MATERIAL SHOWN:
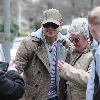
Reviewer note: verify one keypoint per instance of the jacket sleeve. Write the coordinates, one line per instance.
(11, 84)
(78, 76)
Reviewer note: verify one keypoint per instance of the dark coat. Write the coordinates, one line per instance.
(33, 59)
(11, 85)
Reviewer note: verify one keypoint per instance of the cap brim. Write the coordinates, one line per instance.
(51, 20)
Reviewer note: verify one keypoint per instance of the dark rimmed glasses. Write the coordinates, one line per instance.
(50, 25)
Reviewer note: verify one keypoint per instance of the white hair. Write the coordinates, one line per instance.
(79, 26)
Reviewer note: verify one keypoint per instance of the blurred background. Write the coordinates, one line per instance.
(20, 17)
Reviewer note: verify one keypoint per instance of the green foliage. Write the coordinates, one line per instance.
(13, 27)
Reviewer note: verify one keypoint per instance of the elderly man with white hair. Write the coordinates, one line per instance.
(76, 72)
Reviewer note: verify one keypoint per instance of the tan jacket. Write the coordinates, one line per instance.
(77, 74)
(32, 58)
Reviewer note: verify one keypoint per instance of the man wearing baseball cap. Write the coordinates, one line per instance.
(38, 55)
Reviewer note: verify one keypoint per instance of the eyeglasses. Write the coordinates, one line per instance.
(76, 40)
(50, 25)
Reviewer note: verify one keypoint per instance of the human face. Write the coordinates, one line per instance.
(95, 31)
(79, 42)
(50, 30)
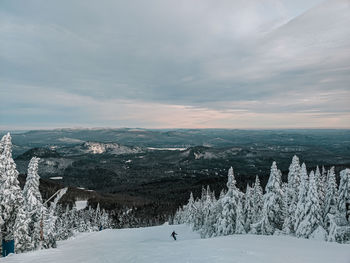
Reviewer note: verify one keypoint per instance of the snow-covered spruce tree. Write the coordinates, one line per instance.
(226, 224)
(49, 221)
(248, 208)
(272, 216)
(258, 202)
(291, 198)
(97, 219)
(11, 196)
(344, 194)
(239, 228)
(207, 229)
(312, 211)
(2, 143)
(286, 228)
(64, 225)
(302, 194)
(331, 198)
(190, 211)
(321, 186)
(33, 201)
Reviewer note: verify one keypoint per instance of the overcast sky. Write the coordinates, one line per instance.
(175, 64)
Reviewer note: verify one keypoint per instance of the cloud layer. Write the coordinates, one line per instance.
(156, 64)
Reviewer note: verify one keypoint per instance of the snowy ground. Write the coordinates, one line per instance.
(154, 244)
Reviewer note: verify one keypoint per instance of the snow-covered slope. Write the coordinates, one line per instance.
(154, 244)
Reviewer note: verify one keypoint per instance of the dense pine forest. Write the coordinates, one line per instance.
(308, 205)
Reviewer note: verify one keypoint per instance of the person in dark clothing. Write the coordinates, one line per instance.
(174, 235)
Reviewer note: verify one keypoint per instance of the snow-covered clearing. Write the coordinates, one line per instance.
(154, 244)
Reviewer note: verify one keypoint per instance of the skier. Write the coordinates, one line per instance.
(174, 235)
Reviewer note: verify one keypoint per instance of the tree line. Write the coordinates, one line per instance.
(27, 219)
(308, 205)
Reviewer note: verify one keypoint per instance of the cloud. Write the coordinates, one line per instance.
(205, 63)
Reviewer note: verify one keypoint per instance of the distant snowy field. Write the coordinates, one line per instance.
(154, 244)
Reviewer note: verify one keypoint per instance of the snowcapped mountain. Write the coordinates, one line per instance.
(154, 244)
(112, 148)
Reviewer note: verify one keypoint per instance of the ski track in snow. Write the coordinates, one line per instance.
(154, 245)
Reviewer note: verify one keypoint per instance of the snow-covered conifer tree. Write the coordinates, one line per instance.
(257, 201)
(321, 186)
(226, 224)
(11, 196)
(302, 194)
(239, 228)
(272, 217)
(33, 201)
(292, 191)
(312, 211)
(248, 208)
(344, 194)
(331, 198)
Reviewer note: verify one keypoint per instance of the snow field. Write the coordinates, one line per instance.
(154, 245)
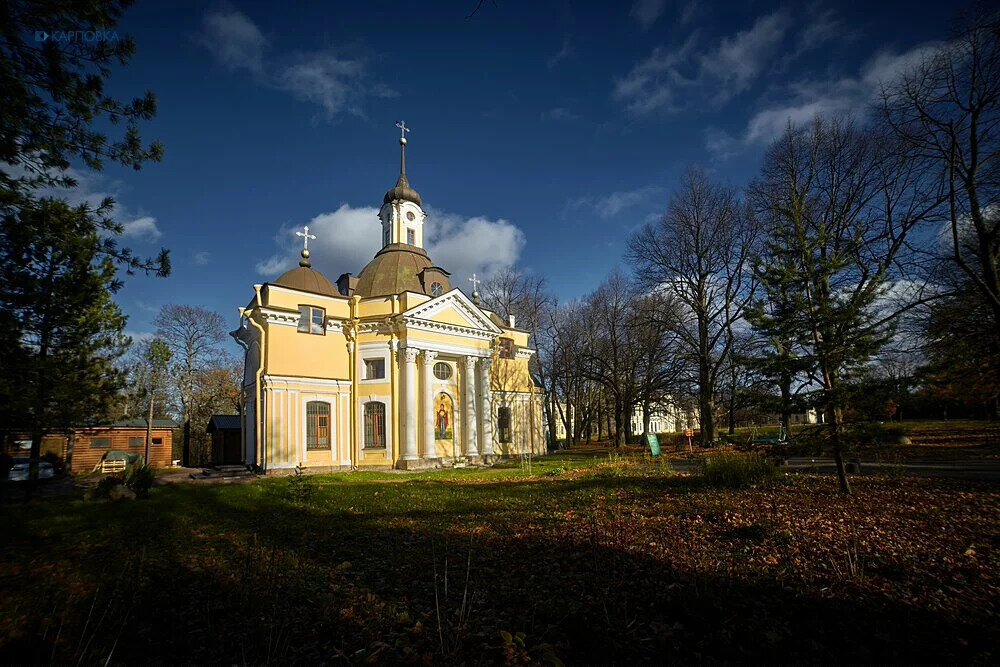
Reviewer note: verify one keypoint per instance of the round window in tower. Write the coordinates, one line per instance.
(442, 371)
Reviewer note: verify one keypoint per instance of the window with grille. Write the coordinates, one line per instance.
(374, 369)
(312, 320)
(503, 424)
(317, 425)
(374, 425)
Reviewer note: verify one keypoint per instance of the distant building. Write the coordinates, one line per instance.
(82, 448)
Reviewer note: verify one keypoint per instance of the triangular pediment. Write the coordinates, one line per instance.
(453, 308)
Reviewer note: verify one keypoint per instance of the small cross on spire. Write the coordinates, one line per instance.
(401, 124)
(475, 285)
(305, 246)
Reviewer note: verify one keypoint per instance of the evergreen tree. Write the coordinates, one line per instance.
(60, 328)
(65, 332)
(844, 201)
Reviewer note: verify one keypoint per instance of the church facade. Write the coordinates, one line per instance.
(394, 367)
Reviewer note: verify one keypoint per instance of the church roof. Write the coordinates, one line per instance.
(306, 279)
(402, 190)
(395, 269)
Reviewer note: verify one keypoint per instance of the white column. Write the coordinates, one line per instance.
(485, 407)
(409, 391)
(430, 451)
(470, 407)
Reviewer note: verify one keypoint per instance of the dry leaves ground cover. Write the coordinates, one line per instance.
(584, 560)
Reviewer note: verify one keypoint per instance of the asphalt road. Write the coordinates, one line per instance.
(977, 470)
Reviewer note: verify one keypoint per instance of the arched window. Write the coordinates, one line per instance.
(503, 424)
(317, 425)
(375, 425)
(442, 371)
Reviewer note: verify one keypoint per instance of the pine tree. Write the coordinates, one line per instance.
(66, 332)
(844, 201)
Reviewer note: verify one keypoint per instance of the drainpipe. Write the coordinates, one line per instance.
(355, 398)
(256, 385)
(241, 402)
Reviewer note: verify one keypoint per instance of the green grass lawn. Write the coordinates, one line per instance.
(587, 558)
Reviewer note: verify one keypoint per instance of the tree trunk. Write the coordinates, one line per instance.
(838, 454)
(619, 423)
(149, 427)
(645, 417)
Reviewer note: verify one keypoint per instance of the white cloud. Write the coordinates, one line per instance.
(234, 39)
(348, 238)
(611, 205)
(140, 336)
(645, 12)
(337, 83)
(143, 228)
(669, 80)
(800, 102)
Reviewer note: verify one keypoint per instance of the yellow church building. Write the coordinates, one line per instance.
(394, 367)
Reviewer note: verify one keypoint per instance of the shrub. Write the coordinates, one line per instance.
(102, 490)
(139, 477)
(732, 470)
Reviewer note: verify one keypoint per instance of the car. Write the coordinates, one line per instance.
(19, 472)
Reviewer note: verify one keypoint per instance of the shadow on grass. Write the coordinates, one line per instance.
(251, 574)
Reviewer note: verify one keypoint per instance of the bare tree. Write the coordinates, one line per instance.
(947, 111)
(844, 201)
(193, 335)
(699, 252)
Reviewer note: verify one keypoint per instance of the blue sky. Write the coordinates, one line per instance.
(543, 132)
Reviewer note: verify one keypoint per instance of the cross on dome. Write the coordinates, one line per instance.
(475, 285)
(305, 246)
(305, 237)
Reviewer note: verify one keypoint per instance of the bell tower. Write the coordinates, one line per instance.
(401, 215)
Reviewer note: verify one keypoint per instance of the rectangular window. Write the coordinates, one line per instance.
(317, 425)
(503, 424)
(374, 369)
(312, 320)
(375, 425)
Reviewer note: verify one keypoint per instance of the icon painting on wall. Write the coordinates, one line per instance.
(444, 416)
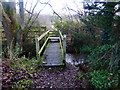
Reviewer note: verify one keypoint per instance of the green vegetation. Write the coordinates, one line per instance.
(97, 34)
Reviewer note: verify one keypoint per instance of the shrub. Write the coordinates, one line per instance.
(103, 79)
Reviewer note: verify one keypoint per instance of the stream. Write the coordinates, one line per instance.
(75, 59)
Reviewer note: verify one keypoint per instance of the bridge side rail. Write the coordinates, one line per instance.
(37, 41)
(63, 44)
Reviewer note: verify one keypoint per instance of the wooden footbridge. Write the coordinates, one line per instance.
(51, 46)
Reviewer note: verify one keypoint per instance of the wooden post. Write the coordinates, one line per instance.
(37, 47)
(64, 46)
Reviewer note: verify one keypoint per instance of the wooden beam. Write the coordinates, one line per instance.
(37, 47)
(43, 46)
(43, 35)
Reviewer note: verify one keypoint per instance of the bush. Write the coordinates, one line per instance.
(103, 79)
(104, 66)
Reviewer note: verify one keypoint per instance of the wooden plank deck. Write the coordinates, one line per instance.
(52, 54)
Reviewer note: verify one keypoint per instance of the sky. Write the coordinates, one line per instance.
(58, 6)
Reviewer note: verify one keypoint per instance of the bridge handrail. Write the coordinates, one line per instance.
(44, 34)
(37, 40)
(63, 44)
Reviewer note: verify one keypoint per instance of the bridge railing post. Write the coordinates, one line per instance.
(64, 45)
(37, 47)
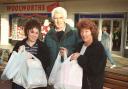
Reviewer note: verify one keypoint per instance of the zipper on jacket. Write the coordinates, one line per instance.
(89, 84)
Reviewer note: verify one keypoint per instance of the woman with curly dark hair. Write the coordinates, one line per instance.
(90, 55)
(33, 45)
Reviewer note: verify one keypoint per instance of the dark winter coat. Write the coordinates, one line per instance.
(69, 40)
(93, 63)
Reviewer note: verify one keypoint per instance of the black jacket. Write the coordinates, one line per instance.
(93, 63)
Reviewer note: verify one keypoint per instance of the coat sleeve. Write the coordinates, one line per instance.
(43, 55)
(94, 60)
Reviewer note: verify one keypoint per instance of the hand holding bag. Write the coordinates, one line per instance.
(70, 75)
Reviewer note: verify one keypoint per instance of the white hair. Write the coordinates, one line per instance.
(59, 10)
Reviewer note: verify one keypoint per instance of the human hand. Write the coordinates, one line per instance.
(63, 50)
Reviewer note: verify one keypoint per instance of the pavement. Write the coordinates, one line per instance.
(121, 62)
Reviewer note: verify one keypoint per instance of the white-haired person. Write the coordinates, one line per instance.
(61, 37)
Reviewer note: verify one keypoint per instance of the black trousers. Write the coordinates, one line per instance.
(15, 86)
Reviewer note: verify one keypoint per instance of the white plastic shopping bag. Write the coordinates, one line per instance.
(13, 66)
(36, 73)
(55, 70)
(31, 74)
(70, 75)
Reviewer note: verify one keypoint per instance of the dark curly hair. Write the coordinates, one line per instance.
(32, 23)
(88, 24)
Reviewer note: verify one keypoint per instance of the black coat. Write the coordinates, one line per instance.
(93, 63)
(42, 53)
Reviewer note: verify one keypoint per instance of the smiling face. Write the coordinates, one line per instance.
(33, 34)
(59, 20)
(86, 35)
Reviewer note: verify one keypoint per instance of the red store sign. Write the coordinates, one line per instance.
(31, 7)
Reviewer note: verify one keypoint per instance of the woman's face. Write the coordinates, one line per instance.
(86, 35)
(59, 20)
(33, 34)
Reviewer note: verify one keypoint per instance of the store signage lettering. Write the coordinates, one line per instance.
(25, 8)
(31, 7)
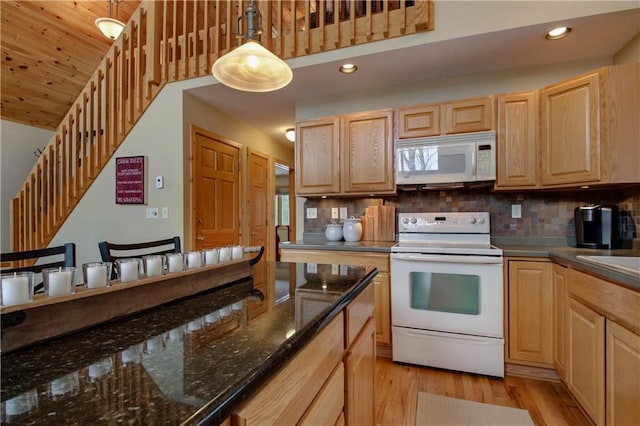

EXERCISE TASK:
Give back the stretch of data from the line containing "the white plastic" through the end of the data, unchanged, with the pictures left out.

RIGHT ANSWER:
Reviewer note: verify one keypoint per instance of the white plastic shopping bag. Write the coordinates, one line per instance.
(13, 66)
(36, 73)
(55, 70)
(31, 74)
(70, 75)
Reviewer note: verify one keypoint per instance of the dark curly hair. Write the coordinates, one line per instance.
(32, 23)
(88, 24)
Reviewer note: verify one keypoint per instance of the black coat. Write the coordinates, one line per instance.
(93, 63)
(42, 53)
Reviewer note: verify one keypoint per instance of the smiling face. Write the coordinates, one line per instance.
(33, 34)
(59, 20)
(86, 35)
Reviewer note: verify one keypoint per instance of the red store sign. Write the coordinates, one line per instance.
(31, 7)
Reviewer note: verify one keypoint per instance of the woman's face. Write the coordinates, one line per instance.
(86, 35)
(59, 20)
(33, 34)
Reviewer note: verify one keypoint per instance of the store signage lettering. Write the coordinates, one line per instance.
(25, 8)
(31, 7)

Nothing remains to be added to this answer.